Problem description. Please copy out again, unchanged, the rows below from the line containing "Exercise. Mark the rocky outcrop" through the last row, both included.

________________________________________

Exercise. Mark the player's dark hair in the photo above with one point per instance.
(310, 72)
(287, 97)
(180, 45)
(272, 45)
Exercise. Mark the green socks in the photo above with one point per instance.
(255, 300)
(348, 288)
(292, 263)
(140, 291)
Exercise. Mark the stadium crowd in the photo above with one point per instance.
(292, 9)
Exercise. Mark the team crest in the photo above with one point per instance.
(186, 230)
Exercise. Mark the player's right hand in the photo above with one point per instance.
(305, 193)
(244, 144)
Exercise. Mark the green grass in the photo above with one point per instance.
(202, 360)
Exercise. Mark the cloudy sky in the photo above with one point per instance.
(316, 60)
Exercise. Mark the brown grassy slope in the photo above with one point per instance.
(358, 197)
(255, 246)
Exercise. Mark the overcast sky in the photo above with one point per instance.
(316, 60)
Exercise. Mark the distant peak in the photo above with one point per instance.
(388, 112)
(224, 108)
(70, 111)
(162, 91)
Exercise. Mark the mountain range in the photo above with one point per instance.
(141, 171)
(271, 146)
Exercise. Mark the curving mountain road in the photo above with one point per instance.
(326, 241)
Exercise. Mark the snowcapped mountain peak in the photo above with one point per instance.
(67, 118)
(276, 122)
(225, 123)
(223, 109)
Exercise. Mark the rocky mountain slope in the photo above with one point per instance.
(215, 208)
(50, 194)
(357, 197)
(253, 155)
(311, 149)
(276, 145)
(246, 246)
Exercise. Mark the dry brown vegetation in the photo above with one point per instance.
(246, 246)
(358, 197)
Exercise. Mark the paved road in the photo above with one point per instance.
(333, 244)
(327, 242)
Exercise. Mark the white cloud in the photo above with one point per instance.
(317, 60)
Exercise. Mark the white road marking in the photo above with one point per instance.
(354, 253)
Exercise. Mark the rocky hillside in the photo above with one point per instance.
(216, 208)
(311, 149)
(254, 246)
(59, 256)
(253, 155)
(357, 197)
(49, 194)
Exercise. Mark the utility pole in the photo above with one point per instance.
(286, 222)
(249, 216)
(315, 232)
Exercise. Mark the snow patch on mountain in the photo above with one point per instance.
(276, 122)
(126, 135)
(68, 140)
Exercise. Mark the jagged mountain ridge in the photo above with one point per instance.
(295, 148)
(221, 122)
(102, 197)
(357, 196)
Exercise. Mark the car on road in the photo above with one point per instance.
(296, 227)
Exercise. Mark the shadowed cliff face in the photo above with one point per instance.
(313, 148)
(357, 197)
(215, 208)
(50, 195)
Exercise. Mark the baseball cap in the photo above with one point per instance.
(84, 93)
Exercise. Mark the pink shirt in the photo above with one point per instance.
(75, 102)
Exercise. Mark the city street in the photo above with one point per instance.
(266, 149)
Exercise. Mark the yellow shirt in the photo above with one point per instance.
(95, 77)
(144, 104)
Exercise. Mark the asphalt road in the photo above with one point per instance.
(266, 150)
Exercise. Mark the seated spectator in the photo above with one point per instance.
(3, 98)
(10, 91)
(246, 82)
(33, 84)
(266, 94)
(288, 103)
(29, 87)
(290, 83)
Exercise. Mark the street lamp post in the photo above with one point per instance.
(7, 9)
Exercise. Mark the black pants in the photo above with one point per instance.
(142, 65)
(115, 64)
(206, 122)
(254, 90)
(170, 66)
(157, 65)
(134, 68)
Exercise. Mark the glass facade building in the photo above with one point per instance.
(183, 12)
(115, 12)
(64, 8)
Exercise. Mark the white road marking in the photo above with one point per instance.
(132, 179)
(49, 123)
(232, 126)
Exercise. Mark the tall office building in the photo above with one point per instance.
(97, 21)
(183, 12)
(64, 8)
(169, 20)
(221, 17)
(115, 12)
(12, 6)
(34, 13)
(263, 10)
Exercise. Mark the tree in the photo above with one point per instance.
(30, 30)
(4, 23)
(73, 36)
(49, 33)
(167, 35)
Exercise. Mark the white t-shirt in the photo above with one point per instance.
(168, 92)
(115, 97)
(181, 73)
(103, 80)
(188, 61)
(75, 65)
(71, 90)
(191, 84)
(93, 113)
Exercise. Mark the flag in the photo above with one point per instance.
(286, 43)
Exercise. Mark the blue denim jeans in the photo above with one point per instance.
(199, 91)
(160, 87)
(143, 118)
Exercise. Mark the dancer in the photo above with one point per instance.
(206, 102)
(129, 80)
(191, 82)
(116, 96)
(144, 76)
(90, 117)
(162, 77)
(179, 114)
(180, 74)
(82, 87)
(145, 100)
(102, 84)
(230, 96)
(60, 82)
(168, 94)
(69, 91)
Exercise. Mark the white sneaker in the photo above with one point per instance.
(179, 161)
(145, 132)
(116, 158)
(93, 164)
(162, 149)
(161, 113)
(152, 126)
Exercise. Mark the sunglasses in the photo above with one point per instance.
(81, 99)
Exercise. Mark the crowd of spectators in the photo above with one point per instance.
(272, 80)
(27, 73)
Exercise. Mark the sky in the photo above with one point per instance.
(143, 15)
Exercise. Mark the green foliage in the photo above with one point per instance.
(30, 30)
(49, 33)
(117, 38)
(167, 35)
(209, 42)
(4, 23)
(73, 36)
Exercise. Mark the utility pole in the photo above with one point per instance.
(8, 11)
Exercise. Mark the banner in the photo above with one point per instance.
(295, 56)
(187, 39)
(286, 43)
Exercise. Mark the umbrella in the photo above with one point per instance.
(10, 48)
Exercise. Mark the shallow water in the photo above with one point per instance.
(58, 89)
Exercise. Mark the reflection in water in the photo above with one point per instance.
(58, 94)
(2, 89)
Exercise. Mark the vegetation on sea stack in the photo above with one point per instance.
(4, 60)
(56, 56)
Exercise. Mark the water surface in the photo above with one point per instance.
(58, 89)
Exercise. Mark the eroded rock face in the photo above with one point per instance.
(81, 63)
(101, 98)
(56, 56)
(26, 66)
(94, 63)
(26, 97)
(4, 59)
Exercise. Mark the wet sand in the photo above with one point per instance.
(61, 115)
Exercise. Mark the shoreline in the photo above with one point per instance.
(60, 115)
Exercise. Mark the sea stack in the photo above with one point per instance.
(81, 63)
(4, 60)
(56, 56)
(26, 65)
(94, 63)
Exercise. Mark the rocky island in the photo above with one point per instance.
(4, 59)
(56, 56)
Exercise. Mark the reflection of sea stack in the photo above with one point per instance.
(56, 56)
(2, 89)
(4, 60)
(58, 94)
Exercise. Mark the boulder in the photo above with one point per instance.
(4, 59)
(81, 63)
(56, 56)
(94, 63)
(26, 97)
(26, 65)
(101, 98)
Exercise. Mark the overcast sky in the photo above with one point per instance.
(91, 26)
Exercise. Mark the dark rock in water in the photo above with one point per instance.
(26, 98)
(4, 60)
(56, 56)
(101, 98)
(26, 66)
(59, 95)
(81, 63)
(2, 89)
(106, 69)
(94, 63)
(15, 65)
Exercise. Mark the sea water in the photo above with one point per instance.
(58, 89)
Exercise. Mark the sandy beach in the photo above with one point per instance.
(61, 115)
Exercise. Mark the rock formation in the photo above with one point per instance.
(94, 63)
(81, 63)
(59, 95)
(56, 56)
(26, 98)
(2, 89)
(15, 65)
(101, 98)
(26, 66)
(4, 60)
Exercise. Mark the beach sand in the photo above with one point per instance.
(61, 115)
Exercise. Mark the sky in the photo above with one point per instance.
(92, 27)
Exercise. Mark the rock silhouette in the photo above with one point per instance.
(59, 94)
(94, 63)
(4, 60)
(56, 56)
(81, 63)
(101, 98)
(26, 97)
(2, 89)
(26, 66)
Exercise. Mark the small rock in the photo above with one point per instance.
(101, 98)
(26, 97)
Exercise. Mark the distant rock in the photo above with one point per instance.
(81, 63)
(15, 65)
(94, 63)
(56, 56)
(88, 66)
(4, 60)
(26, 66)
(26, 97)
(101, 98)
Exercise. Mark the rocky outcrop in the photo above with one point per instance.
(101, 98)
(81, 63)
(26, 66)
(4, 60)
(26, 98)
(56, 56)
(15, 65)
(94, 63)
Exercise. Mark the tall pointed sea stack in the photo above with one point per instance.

________________________________________

Result of this exercise.
Exercise. Mark the rocky outcrop in the photo above with one point per instance.
(101, 98)
(81, 63)
(26, 66)
(4, 60)
(26, 98)
(56, 56)
(15, 65)
(94, 63)
Exercise. Mark the tall pointed sea stack in the photo above with one point per instance.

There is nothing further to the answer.